*Document text*
+ + +

Obama Disappoints

Posted on 18 December 2009 by editor

President Barack Obama meets with Chinese Premier Wen Jiabao during a bilateral at the COP15 on Dec. 18. Credit: Official White House Photo by Pete Souza.

President Barack Obama meets with Chinese Premier Wen Jiabao during a bilateral at the COP15 on Dec. 18. Credit: Official White House Photo by Pete Souza.

By Mantoe Phakathi

COPENHAGEN (IPS/TerraViva) Tempers flared after U.S. President Barack Obama dropped a bombshell before making a quick exit from an informal meeting of heads of state and government at COP15 Friday.

“Obama said something very ridiculous this morning before going out through that small door,” fumed Venezuelan President Hugo Chávez.

Chávez also accused western countries of conniving to prepare “a secret document which they will try to push under the door. We’ll not accept that.”

This was after Obama had left the gathering and was reportedly in a secret meeting with other heads of state from developed nations.

Annoyed by Obama’s proposal of a fast-starting fund that will accumulate to 10 billion dollars in 2012 and 100 billion by 2020, Chávez also slammed the U.S. leader’s 17 percent reduction by 2020 and 80 percent reduction by 2050.

+ + +

*Exercise prompt*
Could you update the COP15 article, starting at "Chávez also accused" and ending at "reduction by 2050.", so that "secret" becomes "confidential"? Draw only on the COP15 article, with no outside sources.

*Collected data records*
+ + +

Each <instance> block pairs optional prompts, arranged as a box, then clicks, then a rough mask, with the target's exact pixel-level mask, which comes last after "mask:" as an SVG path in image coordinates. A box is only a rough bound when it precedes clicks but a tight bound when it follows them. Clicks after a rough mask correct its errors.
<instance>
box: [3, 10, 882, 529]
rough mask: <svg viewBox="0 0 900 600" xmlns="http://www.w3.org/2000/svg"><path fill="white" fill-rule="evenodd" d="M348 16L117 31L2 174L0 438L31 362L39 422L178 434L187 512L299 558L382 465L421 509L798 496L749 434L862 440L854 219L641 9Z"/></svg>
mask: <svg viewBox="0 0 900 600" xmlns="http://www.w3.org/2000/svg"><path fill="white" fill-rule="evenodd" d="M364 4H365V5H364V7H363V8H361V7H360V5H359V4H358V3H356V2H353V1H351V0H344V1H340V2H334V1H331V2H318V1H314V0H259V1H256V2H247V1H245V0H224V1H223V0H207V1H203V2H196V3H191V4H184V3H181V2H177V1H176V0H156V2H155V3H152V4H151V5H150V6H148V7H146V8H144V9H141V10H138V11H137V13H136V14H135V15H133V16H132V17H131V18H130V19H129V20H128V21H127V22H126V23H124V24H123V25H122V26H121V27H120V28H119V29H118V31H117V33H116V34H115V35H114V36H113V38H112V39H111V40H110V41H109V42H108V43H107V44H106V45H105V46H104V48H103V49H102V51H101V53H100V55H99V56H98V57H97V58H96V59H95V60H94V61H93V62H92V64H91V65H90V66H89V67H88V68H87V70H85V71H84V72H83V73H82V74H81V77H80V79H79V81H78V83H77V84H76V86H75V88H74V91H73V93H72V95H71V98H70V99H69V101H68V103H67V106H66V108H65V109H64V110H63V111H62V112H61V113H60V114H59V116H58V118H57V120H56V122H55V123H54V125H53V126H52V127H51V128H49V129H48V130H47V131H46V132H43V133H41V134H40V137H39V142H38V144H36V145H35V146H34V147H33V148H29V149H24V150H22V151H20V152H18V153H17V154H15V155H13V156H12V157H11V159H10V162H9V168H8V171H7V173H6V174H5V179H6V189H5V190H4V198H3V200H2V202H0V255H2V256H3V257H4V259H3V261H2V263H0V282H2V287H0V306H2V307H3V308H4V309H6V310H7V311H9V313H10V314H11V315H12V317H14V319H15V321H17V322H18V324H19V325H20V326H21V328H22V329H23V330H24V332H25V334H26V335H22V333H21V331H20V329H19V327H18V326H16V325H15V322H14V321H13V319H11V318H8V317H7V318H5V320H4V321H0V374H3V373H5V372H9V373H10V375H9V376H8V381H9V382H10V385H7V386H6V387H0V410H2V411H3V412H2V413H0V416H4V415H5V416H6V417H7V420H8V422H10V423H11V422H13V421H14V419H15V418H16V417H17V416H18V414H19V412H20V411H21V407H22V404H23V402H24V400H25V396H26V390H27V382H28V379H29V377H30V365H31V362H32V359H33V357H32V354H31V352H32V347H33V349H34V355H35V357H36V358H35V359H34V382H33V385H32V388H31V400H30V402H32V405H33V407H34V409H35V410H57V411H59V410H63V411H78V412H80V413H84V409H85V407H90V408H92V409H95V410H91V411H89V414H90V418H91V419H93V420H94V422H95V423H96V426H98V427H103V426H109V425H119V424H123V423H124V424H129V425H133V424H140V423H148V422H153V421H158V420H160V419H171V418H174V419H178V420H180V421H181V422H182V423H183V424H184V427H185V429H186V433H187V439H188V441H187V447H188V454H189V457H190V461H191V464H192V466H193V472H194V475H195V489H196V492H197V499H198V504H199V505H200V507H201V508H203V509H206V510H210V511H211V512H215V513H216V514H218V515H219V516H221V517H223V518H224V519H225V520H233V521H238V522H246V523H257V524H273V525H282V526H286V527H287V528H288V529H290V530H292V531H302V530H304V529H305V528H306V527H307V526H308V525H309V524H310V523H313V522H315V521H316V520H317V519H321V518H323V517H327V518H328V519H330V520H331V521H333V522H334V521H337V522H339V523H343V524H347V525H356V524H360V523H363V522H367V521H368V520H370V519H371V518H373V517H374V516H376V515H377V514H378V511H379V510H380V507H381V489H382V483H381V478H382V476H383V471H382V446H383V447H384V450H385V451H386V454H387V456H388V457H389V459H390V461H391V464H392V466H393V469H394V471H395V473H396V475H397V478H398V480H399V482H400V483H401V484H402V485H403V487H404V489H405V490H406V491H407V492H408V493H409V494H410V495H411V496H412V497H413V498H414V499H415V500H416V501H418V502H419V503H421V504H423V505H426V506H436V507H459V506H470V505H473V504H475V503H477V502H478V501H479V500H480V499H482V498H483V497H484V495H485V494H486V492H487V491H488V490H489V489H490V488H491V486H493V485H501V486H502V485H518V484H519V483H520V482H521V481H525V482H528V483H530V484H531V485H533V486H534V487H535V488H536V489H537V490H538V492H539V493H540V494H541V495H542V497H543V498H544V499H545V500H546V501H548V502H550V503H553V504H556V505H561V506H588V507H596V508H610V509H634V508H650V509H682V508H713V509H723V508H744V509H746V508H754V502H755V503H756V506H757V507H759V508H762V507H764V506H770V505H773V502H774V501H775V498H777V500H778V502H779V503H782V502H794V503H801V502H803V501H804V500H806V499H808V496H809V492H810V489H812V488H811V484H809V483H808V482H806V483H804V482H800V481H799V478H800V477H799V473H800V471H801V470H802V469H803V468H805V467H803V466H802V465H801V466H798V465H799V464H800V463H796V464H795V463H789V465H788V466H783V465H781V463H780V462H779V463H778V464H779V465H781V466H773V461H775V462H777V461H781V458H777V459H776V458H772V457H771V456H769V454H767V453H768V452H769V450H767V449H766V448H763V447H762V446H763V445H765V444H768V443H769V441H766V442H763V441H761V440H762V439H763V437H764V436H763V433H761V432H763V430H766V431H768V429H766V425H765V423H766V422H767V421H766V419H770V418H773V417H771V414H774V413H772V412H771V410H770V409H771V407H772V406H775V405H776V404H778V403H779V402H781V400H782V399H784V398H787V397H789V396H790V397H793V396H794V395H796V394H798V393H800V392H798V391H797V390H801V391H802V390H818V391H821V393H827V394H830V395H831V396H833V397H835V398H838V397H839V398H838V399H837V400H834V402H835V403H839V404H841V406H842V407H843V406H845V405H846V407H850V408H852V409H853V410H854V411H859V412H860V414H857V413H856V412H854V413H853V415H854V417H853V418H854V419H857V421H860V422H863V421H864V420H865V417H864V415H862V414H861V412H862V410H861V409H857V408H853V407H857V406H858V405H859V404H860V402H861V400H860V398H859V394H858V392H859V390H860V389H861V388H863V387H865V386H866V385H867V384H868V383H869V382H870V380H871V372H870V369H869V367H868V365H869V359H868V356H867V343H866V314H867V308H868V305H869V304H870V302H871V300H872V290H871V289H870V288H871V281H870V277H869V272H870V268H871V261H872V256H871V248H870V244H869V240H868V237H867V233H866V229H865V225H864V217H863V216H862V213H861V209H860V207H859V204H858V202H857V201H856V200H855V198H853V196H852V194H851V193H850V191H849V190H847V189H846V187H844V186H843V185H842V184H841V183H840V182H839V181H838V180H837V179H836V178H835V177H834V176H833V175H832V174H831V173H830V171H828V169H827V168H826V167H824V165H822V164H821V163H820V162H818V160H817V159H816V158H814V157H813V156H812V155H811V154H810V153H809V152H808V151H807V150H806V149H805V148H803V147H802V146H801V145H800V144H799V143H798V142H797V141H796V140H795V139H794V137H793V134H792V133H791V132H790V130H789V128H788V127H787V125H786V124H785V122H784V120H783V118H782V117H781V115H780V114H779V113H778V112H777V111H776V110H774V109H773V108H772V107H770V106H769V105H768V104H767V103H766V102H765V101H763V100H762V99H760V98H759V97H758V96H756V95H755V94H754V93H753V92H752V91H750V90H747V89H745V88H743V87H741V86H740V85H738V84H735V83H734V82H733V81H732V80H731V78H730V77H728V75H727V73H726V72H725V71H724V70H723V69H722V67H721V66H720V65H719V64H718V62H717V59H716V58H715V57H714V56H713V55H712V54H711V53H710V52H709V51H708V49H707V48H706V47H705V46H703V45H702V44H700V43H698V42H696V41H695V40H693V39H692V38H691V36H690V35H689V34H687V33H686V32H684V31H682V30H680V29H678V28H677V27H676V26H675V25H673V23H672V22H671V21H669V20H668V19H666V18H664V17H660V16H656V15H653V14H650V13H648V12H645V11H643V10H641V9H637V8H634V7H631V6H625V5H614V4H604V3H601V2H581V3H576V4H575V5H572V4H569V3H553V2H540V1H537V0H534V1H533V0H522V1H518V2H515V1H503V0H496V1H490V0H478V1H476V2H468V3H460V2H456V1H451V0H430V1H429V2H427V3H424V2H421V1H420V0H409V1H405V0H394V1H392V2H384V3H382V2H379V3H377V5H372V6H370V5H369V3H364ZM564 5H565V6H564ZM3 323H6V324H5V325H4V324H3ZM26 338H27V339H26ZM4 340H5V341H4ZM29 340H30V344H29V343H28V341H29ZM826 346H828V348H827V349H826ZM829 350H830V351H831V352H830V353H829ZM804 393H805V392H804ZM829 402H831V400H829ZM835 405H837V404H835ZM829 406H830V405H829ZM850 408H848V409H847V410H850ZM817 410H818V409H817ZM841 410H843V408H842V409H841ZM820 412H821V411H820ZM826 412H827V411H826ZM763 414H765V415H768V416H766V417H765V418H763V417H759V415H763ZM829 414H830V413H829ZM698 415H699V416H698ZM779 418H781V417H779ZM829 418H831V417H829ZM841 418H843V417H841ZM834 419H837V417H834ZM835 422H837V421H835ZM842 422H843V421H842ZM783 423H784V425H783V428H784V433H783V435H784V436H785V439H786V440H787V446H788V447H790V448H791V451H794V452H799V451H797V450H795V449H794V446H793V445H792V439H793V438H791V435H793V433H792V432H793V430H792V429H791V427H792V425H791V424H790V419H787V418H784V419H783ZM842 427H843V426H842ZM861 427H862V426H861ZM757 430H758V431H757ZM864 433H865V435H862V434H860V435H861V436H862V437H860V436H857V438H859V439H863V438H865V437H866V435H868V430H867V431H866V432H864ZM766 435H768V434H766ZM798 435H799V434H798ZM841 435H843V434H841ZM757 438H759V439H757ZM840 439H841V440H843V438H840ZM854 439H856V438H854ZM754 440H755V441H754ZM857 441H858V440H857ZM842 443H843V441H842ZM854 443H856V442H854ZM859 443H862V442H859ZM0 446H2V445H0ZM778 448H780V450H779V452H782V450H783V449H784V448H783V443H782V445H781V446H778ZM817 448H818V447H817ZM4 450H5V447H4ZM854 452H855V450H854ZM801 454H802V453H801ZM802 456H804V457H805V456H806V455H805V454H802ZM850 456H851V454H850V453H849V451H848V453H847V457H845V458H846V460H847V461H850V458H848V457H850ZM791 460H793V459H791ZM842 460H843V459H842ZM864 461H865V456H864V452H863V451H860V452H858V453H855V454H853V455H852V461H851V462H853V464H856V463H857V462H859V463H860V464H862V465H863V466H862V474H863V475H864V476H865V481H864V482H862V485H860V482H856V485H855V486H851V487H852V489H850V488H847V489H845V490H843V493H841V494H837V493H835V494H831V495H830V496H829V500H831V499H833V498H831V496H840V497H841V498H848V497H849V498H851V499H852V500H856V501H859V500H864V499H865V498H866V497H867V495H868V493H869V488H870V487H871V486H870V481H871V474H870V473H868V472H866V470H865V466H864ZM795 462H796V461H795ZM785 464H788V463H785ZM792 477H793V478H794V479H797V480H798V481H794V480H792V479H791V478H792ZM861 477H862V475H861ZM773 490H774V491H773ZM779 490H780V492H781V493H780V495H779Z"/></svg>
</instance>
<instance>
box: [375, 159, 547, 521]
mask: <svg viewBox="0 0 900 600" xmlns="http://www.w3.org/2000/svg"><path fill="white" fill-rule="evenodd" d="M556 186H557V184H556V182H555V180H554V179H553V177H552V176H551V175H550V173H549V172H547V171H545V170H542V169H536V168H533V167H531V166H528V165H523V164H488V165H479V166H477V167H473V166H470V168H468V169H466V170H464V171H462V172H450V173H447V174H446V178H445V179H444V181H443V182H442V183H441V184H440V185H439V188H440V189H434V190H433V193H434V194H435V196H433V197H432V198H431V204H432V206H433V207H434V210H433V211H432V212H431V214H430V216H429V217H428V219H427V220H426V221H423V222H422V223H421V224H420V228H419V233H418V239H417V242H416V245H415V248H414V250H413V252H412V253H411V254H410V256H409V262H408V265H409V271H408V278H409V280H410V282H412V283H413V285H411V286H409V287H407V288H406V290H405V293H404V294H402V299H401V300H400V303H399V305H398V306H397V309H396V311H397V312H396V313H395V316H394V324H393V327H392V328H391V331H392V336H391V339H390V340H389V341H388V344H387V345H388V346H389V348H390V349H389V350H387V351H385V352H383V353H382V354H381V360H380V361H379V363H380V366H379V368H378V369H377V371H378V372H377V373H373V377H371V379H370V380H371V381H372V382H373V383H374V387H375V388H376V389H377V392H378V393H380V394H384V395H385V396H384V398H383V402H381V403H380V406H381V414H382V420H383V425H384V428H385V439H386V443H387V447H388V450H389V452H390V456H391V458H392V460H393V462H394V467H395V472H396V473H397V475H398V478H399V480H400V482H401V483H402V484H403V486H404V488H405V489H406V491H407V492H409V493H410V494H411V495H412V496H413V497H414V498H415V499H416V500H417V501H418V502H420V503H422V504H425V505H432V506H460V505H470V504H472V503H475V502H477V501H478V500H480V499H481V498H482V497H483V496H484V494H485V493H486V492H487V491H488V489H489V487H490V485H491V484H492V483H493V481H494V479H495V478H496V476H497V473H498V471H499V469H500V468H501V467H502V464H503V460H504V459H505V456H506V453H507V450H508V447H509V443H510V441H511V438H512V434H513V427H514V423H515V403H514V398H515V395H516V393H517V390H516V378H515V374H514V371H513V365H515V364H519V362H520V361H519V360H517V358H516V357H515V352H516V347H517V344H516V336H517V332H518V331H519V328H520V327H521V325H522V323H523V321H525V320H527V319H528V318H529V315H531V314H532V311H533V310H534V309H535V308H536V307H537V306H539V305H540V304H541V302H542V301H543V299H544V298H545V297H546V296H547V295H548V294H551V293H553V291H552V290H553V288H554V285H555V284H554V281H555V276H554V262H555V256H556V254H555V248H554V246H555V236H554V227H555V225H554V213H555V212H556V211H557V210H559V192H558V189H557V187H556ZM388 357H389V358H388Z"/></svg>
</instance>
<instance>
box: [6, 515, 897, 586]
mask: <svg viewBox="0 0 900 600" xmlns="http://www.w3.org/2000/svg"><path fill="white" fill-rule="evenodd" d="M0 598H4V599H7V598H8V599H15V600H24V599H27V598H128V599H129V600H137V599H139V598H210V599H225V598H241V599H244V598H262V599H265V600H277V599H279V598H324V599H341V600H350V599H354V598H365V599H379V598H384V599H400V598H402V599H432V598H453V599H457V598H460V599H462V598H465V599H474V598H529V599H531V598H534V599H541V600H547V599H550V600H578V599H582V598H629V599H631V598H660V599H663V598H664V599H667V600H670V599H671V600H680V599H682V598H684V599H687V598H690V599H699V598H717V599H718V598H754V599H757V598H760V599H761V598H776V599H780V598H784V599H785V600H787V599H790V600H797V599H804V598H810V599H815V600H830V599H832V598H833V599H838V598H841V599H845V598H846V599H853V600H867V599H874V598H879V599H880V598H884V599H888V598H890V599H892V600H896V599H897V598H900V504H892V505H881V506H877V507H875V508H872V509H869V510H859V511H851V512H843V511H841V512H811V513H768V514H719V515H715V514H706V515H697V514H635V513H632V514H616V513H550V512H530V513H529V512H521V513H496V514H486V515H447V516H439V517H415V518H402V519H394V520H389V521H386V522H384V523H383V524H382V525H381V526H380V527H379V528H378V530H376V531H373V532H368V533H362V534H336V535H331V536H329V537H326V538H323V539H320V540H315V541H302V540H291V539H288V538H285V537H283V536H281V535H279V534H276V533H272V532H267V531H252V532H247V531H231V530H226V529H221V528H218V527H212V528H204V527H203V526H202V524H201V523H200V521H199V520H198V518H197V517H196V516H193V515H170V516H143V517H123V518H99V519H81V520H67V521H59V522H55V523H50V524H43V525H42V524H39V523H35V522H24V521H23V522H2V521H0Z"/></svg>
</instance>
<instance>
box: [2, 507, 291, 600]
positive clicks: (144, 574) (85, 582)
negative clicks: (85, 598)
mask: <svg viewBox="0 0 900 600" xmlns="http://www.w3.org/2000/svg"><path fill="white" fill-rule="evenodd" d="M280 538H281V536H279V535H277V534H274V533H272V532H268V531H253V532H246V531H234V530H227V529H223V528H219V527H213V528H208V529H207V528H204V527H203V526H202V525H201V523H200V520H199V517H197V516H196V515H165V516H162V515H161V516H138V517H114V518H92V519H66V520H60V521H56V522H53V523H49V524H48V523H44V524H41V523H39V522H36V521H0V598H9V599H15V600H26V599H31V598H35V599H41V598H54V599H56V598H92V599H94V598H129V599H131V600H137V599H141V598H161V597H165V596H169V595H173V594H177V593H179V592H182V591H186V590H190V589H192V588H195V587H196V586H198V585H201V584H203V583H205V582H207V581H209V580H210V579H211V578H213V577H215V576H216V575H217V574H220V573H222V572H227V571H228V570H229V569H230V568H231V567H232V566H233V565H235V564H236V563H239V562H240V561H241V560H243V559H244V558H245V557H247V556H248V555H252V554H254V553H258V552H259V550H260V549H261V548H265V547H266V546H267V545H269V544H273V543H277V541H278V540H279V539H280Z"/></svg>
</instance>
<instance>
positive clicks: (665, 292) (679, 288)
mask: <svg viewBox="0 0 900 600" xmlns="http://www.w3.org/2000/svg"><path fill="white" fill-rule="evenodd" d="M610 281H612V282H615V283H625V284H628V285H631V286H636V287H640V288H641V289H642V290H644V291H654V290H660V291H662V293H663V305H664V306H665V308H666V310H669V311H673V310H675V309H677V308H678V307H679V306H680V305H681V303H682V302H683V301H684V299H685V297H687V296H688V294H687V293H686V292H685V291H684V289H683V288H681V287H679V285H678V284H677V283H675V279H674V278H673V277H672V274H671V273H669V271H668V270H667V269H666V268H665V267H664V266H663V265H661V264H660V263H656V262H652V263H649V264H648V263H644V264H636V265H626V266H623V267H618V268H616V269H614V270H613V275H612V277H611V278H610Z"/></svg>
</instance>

+ + +

*Completed task*
Chávez also accused western countries of conniving to prepare “a confidential document which they will try to push under the door. We’ll not accept that.”

This was after Obama had left the gathering and was reportedly in a confidential meeting with other heads of state from developed nations.

Annoyed by Obama’s proposal of a fast-starting fund that will accumulate to 10 billion dollars in 2012 and 100 billion by 2020, Chávez also slammed the U.S. leader’s 17 percent reduction by 2020 and 80 percent reduction by 2050.